**Task requirements**
Copy out exactly each line from the line with "Guideline: for each instance of the rear windshield, imagine" through the last line of the material below.

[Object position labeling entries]
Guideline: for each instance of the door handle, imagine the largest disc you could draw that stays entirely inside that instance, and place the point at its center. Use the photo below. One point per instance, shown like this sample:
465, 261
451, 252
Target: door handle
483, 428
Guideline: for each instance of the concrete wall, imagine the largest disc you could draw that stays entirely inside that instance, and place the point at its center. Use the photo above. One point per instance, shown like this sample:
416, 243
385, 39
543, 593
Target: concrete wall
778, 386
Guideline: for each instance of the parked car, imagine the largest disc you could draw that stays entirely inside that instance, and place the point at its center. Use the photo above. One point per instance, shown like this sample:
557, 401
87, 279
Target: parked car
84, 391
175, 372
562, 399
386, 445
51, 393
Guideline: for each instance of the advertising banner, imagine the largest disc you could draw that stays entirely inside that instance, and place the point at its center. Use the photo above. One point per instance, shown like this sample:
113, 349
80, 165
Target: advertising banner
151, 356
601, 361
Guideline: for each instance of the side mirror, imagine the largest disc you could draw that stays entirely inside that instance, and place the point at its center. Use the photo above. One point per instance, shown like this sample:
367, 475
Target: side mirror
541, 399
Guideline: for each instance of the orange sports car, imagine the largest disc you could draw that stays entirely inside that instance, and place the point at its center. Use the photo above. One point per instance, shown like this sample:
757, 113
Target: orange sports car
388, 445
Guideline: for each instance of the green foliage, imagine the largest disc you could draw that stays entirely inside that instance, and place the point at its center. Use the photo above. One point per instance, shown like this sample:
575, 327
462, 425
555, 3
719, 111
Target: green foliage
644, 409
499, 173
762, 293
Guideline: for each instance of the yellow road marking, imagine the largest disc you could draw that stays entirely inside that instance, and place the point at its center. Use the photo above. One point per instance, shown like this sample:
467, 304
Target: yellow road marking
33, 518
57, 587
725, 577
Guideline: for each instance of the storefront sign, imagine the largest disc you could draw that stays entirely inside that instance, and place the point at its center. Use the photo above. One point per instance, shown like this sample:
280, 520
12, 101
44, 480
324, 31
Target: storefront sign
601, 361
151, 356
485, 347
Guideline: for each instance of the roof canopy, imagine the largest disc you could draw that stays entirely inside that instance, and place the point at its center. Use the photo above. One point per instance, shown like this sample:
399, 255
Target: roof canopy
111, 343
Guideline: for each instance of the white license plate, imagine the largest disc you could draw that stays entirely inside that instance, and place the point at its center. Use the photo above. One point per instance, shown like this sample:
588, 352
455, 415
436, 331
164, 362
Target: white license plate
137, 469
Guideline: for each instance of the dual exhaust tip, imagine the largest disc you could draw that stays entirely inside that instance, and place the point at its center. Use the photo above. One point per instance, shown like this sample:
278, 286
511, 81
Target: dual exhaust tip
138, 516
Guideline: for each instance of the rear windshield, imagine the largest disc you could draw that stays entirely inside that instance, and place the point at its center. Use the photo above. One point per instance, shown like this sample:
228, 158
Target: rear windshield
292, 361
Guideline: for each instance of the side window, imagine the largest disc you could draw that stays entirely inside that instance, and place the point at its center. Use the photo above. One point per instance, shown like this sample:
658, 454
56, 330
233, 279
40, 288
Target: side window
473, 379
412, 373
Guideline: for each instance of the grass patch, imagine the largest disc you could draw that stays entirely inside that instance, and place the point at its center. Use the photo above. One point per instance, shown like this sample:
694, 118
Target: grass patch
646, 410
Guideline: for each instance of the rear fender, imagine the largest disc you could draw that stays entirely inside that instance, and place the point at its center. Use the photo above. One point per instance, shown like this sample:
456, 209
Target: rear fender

**Problem solution**
Guideline: for each instance of the rear windshield, imagine the largest disc you could draw that stays entirely inside that instance, and place the point at its center. Use the photo above. One point per instance, shown like this sample:
228, 158
Target: rear windshield
292, 361
Guideline: for each instance of the side window, imagine the largest disc you could draw that stays entirely inside that instance, and place the point at its center. Use the photo above. One point per instance, shown like this sample:
658, 454
56, 330
233, 279
40, 288
Target: side window
473, 379
412, 373
Guideline: for each instance of the grass patch, imagine the largest disc you could draw that stays entirely inside that instance, and place the point at its center. Use the photo above. One point per instance, shown like this sample:
694, 118
Target: grass patch
646, 410
Guideline: for each instance of the rear fender, imagine the largest disc you could draw that stays entirely inside that instance, and place the point at its center. Use the photo above. One point per instance, shown like this sample:
456, 209
Target: rear fender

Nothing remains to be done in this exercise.